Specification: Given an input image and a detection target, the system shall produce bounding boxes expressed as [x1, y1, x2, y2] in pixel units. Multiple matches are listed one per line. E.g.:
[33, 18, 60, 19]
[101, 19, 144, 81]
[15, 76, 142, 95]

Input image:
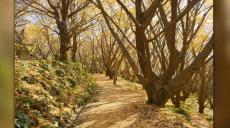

▶ _Required task_: Rewrite the lines above with "detection target" changed to "object to locate" and everything else left as it is. Omit the pictures from your answer.

▶ _Solution to this task_:
Specification: Given an input image and a object to locate, the system shall produce bounding boxes expressed as [x1, y1, x2, y2] in pixel units. Multiple matches are listed one per line. E.g.:
[33, 18, 60, 19]
[101, 19, 144, 81]
[15, 76, 142, 95]

Input image:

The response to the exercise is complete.